_What you are asked to do_:
Render every line of the records below as a numbered list, skipping blank lines and leaving out the pictures.

_Dataset records_:

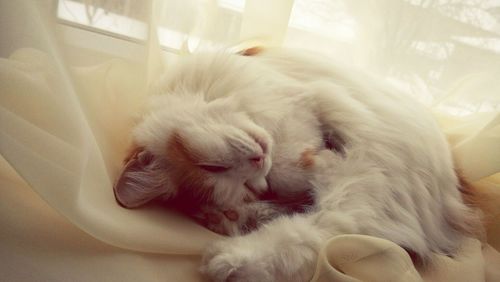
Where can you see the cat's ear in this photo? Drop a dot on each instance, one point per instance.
(142, 179)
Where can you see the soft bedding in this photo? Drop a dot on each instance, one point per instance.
(56, 182)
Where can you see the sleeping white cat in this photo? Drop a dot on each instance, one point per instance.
(393, 179)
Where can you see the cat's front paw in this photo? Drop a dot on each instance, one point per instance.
(226, 262)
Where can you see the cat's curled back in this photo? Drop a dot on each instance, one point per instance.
(394, 178)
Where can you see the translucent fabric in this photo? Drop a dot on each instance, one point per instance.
(67, 102)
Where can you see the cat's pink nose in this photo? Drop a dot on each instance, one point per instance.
(257, 161)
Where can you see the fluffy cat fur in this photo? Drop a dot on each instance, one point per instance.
(252, 118)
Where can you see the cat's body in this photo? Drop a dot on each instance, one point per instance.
(393, 177)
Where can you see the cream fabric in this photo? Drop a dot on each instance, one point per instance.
(64, 128)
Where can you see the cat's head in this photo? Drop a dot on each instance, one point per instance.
(208, 150)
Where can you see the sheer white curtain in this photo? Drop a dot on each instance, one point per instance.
(73, 76)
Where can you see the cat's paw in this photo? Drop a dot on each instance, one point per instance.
(226, 261)
(219, 220)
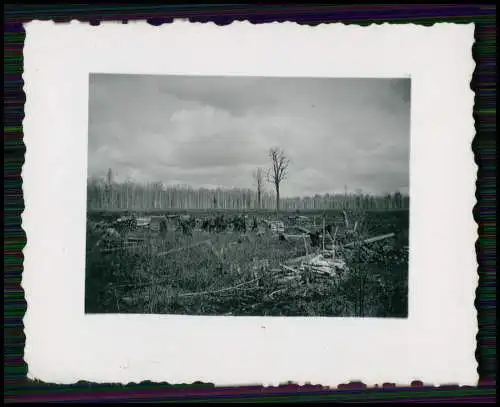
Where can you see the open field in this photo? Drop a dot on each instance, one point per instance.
(238, 273)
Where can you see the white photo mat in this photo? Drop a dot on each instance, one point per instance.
(435, 345)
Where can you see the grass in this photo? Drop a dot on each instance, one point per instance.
(144, 281)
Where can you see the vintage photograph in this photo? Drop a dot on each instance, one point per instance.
(248, 196)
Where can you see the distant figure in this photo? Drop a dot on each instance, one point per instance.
(163, 227)
(315, 239)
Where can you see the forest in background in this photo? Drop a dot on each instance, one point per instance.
(106, 194)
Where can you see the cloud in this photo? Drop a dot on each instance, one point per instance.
(216, 131)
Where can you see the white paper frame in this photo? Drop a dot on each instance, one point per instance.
(435, 344)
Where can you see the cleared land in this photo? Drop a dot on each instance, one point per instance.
(235, 273)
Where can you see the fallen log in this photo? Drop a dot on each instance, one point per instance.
(372, 239)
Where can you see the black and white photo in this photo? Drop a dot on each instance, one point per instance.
(253, 196)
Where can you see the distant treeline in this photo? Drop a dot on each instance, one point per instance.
(147, 196)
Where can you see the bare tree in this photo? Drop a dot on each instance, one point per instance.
(278, 172)
(258, 177)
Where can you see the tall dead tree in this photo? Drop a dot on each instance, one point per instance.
(278, 171)
(258, 177)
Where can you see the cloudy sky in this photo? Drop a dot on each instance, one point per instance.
(215, 131)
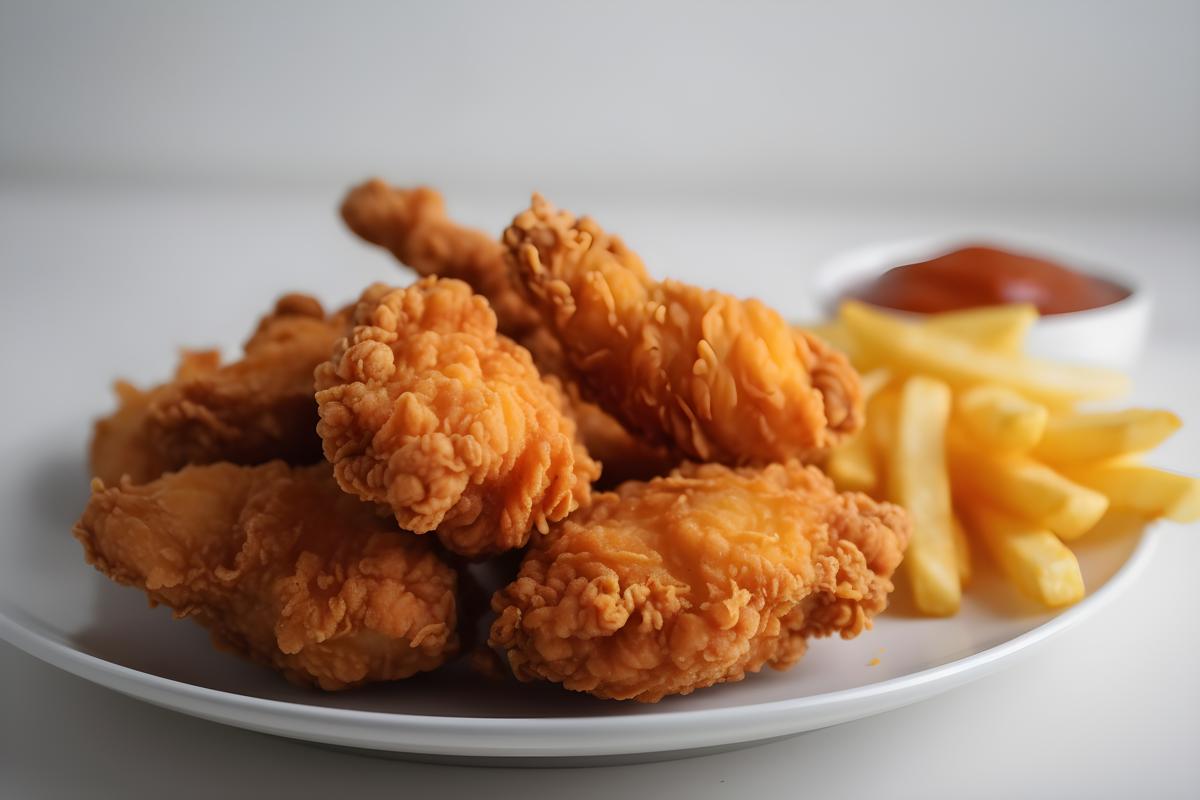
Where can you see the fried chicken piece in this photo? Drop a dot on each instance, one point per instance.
(622, 456)
(247, 411)
(697, 578)
(425, 408)
(282, 567)
(717, 378)
(413, 224)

_Exercise output_:
1. Where can you see the cat's ear in this photo? Drop a dot on each instance, one point per instance.
2. (142, 179)
3. Where can you see the soft bedding in this photo? Drop a dot on each instance, one point per instance.
4. (56, 182)
5. Where can you see the sleeping white cat in this photo? Drop a dot on each instance, one point per instance.
6. (393, 179)
7. Where can you see the cat's front paw in this photo? Drop a dot on each instance, one point per instance.
8. (226, 262)
9. Where can you see the cat's curled back in this photo? Drop a dot on each instance, one point per instance.
10. (394, 178)
11. Where can you see the translucent fabric in this photo? Drop a dot on each instance, one point per instance.
12. (67, 102)
13. Where can you see the cat's pink nose in this photo? Drop a dot on each instance, one point per instance.
14. (257, 161)
15. Where can you see the fluffy cat fur in this photo? Drop a dot on each instance, one point per instance.
16. (252, 118)
17. Where can you see the cat's body in this photo? Drop a dot on each instance, one point per instance.
18. (393, 177)
19. Where can you see the cream fabric in this photo? Drop a dot on each instance, one point per instance.
20. (64, 128)
21. Where can you see the cat's head in this photo? Drop a dot on each instance, one point per instance.
22. (208, 150)
23. Where can you see the sheer white curtain in this photo? Drop a dot on each instance, one point per instance.
24. (73, 76)
25. Where can you see the cat's paw in this photo? Drop a dot on each instance, one point per instance.
26. (226, 261)
27. (219, 220)
28. Where can you see the open field in this photo? Drop a dot on each instance, one point per instance.
29. (238, 273)
30. Where can you see the white photo mat in this photo? Drop a dot on each instance, one point per instance.
31. (435, 345)
32. Where can you see the grass in this photo? Drop a dot on each instance, one point per instance.
33. (144, 281)
34. Where can you see the vintage photograph in this photo? Drop a dot on each instance, one point per instance.
35. (248, 196)
36. Where can you see the distant figure in this photo? Drop a dot on each instance, one point per instance.
37. (163, 227)
38. (315, 239)
39. Where can you see the forest in background in this photo? Drop a dot on each instance, one point per instance.
40. (106, 194)
41. Where can you see the cloud in this photo? Drop a dot on each instance, one point per instance.
42. (216, 131)
43. Where can you see the white paper frame in this photo? Drop a dot on each instance, one point per instance.
44. (435, 344)
45. Where can you see the cleared land in this photo? Drop a dot on each instance, one point per instance.
46. (235, 273)
47. Where can you see the fallen log in this photo? Drop a dot on each instance, one point per instance.
48. (372, 239)
49. Where can you see the black and white photo in this photo? Drop a dot on each instance, one point per instance.
50. (253, 196)
51. Where can you see the distant treeline in this photo? Drop a dot on each instance, one point per instance.
52. (147, 196)
53. Where can you see the bare tree in this photo? Drop a dot on each instance, one point per instance.
54. (278, 172)
55. (258, 177)
56. Where can you see the tall dead tree in this photo? Drop a dot on each instance, one point per instance.
57. (278, 171)
58. (258, 177)
59. Where can you see the cloudy sky in this photo? Drop a dot on each instance, one point per instance.
60. (215, 131)
61. Where can you see the fried chicken piece in this photo? Drop a dot on each instance, one point per instance.
62. (622, 456)
63. (247, 411)
64. (697, 578)
65. (425, 408)
66. (282, 567)
67. (717, 378)
68. (413, 224)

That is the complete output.